Tarefa solicitada ->
Segundo o trecho sobre a encarnação dos Espíritos, que nome recebe o envoltório fluídico que serve de intermediário entre o Espírito e a matéria?

Trecho para leitura ->
↓↓↓

ENCARNAÇÃO
DOS ESPÍRITOS
O
Espiritismo nos ensina de que maneira se opera a união do Espírito e do corpo,
na encarnação.
O Espírito,
por sua essência espiritual, é um ser indefinido, abstrato, que não pode ter
uma ação direta sobre a matéria; era-lhe necessário um intermediário; este
intermediário é o envoltório fluídico que de certa forma faz parte integrante
do Espírito, envoltório semimaterial, isto é, participante da matéria, por sua
origem, e da espiritualidade, por sua natureza astral; como toda matéria, ele é
originado no fluído cósmico universal, o qual nesta circunstância sofre uma
modificação especial. Este envoltório, designado sob o nome de perispírito, de
um ser abstrato faz do Espírito um ser concreto, definido, apreensível pelo
pensamento; ele o torna apto a agir sobre a matéria tangível, da mesma forma
que todos os fluídos imponderáveis, que são, conforme se sabe os mais possantes
motores.

↑↑↑

Entradas extraídas ->
↓↓↓

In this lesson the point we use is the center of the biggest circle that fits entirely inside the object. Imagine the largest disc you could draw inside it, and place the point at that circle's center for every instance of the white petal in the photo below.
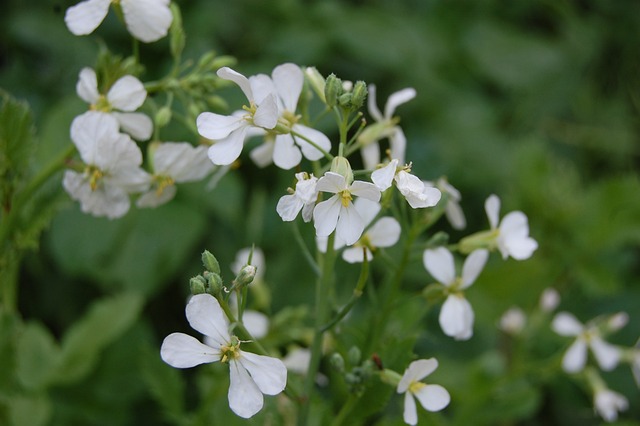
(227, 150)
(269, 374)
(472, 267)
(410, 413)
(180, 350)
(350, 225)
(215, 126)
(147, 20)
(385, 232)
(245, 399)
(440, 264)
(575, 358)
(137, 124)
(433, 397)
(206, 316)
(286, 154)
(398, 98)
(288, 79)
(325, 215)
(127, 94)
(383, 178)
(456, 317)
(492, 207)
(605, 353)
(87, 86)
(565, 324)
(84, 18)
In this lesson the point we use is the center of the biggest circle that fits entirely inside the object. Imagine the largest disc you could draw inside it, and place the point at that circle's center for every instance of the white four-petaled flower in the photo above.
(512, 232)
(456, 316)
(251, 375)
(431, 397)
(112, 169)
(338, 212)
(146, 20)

↑↑↑
↓↓↓

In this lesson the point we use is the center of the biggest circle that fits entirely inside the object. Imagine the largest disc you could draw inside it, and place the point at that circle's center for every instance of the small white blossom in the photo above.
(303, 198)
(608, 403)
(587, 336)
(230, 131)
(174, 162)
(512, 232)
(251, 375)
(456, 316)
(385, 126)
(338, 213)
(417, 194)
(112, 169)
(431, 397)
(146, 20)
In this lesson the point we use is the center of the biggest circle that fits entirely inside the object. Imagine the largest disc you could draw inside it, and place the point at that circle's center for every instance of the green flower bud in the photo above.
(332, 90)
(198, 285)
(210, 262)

↑↑↑
↓↓↓

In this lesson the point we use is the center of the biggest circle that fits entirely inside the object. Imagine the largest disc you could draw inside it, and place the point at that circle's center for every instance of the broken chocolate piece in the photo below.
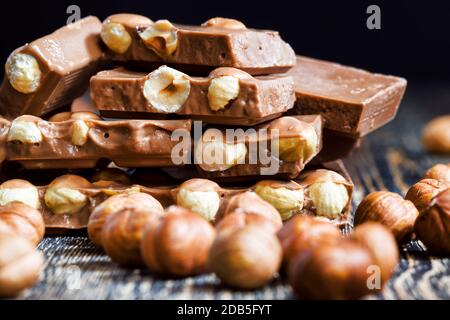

↑↑↑

Tarefa concluída ->
Perispírito.